FRAGMENTO DEL DOCUMENTO –
^^^^^^^^^^^^^^^^

Quienes carecen de techo son un colectivo imposible de censar, no porque sean invisibles o porque no sepamos dónde encontrarlos, sino porque no interesan, porque no ejercen su derecho al voto, porque carecen de documentación en regla, porque cerramos los ojos al encontrarlos o porque ellos mismos, en un alarde de dignidad, se apartan a nuestro paso.

 

Son pocos los que han decidido, en pleno uso de sus facultades, vivir en la calle. Son pocos los que, en un momento dado, han preferido vivir ese tipo de vida a ser abogados, jardineros, secretarias, ejecutivas, alcaldesas o periodistas. Parece extraño recordarlo, pero en la mayoría de las situaciones una persona sin hogar no nace... se hace. Nacen aquellos que viven desde pequeños en la marginalidad y la exclusión, en la pobreza, en la miseria, sometidos a situaciones crueles o custodiados por instituciones como centros de menores u hospitales psiquiátricos. De todos estos, muy pocos son los que acaban viviendo en la calle. Son muchos más los que llegan cuando son adultos, tras una serie de decisiones equivocadas, de infortunios o de trastornos mentales; o tras padecer palizas por sus parejas o parientes más cercanos y encontrarse sin recursos; o por adicciones incontroladas al alcohol o a las drogas; o por llegar a un país distinto sin conocer el idioma ni las costumbres y carecer de “papeles”; o por impago de deudas o desempleo prolongado. En cualquier caso, dramas sociales que condenan al círculo vicioso de la calle a millones de hombres y mujeres en todo el mundo.

^^^^^^^^^^^^^^^^

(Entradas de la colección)

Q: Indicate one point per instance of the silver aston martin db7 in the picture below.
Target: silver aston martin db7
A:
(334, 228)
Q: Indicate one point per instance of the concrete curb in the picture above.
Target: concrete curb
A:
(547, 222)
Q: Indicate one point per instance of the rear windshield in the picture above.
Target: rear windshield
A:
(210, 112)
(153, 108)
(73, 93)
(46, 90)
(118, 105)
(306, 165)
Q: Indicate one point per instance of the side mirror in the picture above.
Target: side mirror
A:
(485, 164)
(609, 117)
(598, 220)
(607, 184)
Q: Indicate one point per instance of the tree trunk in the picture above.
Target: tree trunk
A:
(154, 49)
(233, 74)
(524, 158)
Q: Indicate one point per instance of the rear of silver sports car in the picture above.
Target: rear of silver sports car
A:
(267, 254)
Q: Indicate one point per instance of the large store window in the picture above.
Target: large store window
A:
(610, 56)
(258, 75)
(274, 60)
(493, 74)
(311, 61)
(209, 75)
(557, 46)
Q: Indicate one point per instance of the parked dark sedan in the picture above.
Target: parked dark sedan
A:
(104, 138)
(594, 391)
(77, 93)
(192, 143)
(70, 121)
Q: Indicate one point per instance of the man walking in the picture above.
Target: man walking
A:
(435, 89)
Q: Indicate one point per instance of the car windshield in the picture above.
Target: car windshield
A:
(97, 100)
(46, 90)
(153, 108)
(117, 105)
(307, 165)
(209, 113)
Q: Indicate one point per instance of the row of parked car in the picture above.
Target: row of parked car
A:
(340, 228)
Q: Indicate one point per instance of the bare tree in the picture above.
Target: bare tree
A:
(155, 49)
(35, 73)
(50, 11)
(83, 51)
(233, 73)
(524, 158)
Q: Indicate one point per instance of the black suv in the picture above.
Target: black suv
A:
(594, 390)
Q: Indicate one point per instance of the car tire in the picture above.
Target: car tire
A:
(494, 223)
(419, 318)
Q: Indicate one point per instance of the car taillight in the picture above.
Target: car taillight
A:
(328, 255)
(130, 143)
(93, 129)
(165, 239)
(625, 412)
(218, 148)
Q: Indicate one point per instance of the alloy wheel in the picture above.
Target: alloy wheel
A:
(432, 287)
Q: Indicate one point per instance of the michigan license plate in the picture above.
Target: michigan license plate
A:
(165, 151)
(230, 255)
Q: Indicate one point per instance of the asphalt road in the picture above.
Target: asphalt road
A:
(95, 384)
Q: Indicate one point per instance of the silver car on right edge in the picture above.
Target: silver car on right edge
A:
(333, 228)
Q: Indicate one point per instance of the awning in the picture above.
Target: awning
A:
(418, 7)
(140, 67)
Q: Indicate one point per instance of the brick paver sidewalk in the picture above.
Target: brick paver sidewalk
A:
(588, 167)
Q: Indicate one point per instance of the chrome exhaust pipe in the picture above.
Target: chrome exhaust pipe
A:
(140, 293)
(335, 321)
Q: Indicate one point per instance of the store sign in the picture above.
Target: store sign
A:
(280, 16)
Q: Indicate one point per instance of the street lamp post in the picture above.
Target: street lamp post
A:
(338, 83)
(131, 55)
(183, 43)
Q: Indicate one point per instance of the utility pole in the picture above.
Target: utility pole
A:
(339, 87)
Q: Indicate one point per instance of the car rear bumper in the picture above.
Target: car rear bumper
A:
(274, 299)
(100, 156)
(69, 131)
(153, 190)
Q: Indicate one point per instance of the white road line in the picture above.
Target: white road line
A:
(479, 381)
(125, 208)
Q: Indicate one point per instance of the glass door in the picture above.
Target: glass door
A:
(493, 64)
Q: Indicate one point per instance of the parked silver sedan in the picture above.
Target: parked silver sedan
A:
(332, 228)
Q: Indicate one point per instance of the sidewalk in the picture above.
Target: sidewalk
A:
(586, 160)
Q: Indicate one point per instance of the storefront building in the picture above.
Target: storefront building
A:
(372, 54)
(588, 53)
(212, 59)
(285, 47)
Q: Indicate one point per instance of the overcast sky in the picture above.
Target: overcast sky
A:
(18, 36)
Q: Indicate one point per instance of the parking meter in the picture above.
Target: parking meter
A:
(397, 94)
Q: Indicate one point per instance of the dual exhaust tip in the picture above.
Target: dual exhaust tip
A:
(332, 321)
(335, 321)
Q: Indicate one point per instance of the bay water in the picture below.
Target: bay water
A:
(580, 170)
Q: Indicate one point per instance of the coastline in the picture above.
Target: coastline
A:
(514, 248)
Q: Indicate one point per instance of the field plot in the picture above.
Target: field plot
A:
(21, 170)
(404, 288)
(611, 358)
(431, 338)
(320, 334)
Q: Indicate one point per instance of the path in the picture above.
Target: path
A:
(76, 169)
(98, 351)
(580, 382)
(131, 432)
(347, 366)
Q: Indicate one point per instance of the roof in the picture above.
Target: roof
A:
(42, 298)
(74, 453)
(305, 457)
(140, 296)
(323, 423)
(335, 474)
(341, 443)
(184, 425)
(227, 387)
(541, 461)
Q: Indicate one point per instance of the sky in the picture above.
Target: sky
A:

^^^^^^^^^^^^^^^^

TAREAS PROPUESTAS –
a - ¿Qué instituciones menciona el texto sobre las personas sin hogar como custodias de quienes viven desde pequeños en la marginalidad y la exclusión?
b - Retoma el texto sobre las personas sin hogar desde el punto en que termina.

RESPUESTAS –
a - Centros de menores u hospitales psiquiátricos.

b -
 

Las personas sin hogar sobreviven en el anonimato de las urbes. Muy pocos permanecen en el entorno rural, donde es más difícil pasar inadvertido. Son nómadas en busca de calor, desarraigados al amparo de las limosnas, de la indiferencia o del cariño (en menor medida), de la ciudadanía o del Estado. Este último, que tiene el deber de garantizar los derechos de todas las personas que se encuentran en su territorio, denomina “servicios sociales” a centros de acogida sin apenas recursos y sin solución de continuidad. Sin profesionales que puedan trabajar los casos de forma personalizada y sin alternativas a la calle.

 

Invertir en las personas sin hogar es invertir a fondo perdido al menos durante unos años, puesto que su recuperación y reinserción tiene un elevado coste y una escasa rentabilidad; algo que parece que la sociedad y la administración no están dispuestas a tolerar. En este tema no existen los resultados a corto plazo y dependiendo del grado de deterioro, la recuperación de una persona de estas características puede tardar años... y tener recaídas.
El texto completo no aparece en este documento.